Every time I reflexively do something right that I didn't know how to do before, navigate a conflict, enforce a boundary, I watch myself do it, then blink and say "whoa."

So sliding off the edge into the abyss was almost comfortable. Nostalgic. It's what you're supposed to do when the world ends.

Being broken I can handle. Being fine is weird.

***

Sixth week: present day. Survival.

Still healthy, apparently, because I'm broken in a fine way. (Still fucking surreal. Can't escape it. It's like a whole book of Dalis with lurking figures of joy instead of horror.) I've been so goddamned disciplined for the last five weeks. It was nice to take a weekend off and go feral.

Except it's not feral, not like it used to be, back when the depression was at its worst. Sure, I jumped the rails of some of my weekend routine. I didn't sleep, or eat, or shower, or water the plants, or run the Roomba, or fold my laundry. But I did the laundry. I ran the dishwasher. I put the dishes away. I knitted until my fingers were sore (I knit Continental-syle. My fingers are always on the points of the needles. I will not get a thimble). I played the piano for hours. I wrote a song. I read, and read, and read, until the capillaries in my eyes burst. I lost myself, and it was the only thing that felt a little bit good.

And I'm still not really broken. Cracked, strained, but not broken.

I started picking up the pieces of my routine before they were really pieces. I didn't want to water the plants last night, but I looked at how lush and gorgeous and thrivent they are, and remembered the last time I let all my plants die, and pulled out the watering can. I didn't want to fold my laundry, but I thought about how it would feel not to have the baskets all over the house, and dragged them to the couch and sat down to fold.

I'm not pushing myself too hard. I didn't put the laundry away. Some things can wait.

Sometimes you just have to phone it in.

It's the loneliness that's killing me. Frank said last week that I'm only an introvert because my family environment drove me to turn my sociality inward. It tracks. I'd been thinking for a while that I'm not so much an introvert as an extrovert who is really good friends with myself.

And when my own company isn't enough I invent whole other people to interact with. The imaginary friendships of my childhood evolved into worlds, into stories. When I can't stand my own isolation, I have whole realities to retreat to. I contain multitudes.

And up until the end of February I've had Simon. Simon, who was never just a cat. Simon, who has always been a person. Simon, whose love and intelligence, whose loyalty and devotion and sarcasm and Simon-ness, have rendered all other human closeness superfluous for sixteen years. Simon, who was gone so quickly I can still feel him sometimes, like a phantom limb.

==========

* Complete the following
**a)** In the blog post, for how many years did Simon make all other human closeness superfluous?
**b)** Please rewrite the blog post from "And I'm still" up to and including "phone it in.", substituting "clothes" for "laundry".

* Data excerpts

==========

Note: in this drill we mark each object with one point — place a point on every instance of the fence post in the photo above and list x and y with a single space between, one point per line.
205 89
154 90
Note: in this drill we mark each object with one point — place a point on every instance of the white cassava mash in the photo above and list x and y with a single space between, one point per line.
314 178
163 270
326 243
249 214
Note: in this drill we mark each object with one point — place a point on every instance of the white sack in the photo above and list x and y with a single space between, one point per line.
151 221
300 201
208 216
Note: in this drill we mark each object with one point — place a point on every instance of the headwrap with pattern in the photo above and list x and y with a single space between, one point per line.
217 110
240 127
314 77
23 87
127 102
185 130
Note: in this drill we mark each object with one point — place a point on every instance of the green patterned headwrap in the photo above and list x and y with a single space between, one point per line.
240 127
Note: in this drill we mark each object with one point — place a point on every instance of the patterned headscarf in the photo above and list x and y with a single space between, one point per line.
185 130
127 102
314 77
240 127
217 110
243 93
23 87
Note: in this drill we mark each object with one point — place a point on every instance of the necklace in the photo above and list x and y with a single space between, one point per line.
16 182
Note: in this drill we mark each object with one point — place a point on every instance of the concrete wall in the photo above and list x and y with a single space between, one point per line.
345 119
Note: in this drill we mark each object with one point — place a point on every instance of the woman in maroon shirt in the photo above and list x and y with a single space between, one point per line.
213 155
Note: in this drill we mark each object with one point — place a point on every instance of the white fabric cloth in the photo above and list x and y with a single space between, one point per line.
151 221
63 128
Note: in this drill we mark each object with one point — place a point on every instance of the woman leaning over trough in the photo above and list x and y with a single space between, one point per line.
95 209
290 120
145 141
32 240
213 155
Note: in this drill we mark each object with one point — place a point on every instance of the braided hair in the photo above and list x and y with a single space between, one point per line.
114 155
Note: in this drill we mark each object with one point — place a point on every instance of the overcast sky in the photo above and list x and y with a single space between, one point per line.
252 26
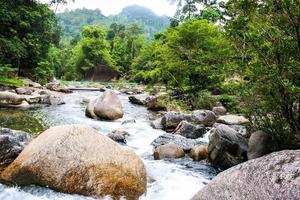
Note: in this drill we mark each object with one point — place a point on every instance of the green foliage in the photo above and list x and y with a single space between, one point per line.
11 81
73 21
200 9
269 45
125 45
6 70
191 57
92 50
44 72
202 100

==========

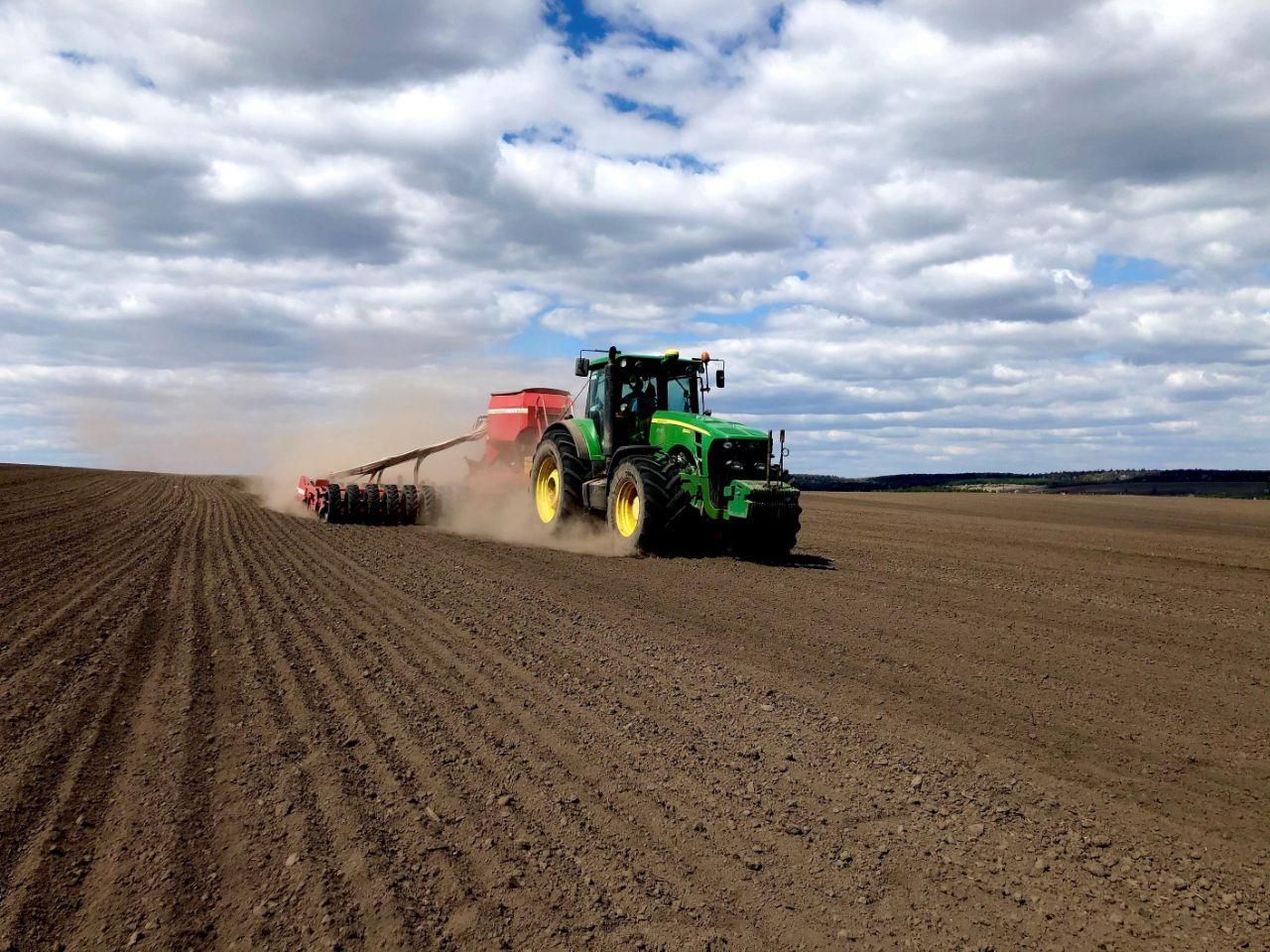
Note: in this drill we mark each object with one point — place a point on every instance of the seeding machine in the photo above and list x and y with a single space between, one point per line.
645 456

==========

* Answers for each item
**a)** Sixteen years.

**b)**
And I'm still not really broken. Cracked, strained, but not broken.

I started picking up the pieces of my routine before they were really pieces. I didn't want to water the plants last night, but I looked at how lush and gorgeous and thrivent they are, and remembered the last time I let all my plants die, and pulled out the watering can. I didn't want to fold my clothes, but I thought about how it would feel not to have the baskets all over the house, and dragged them to the couch and sat down to fold.

I'm not pushing myself too hard. I didn't put the clothes away. Some things can wait.

Sometimes you just have to phone it in.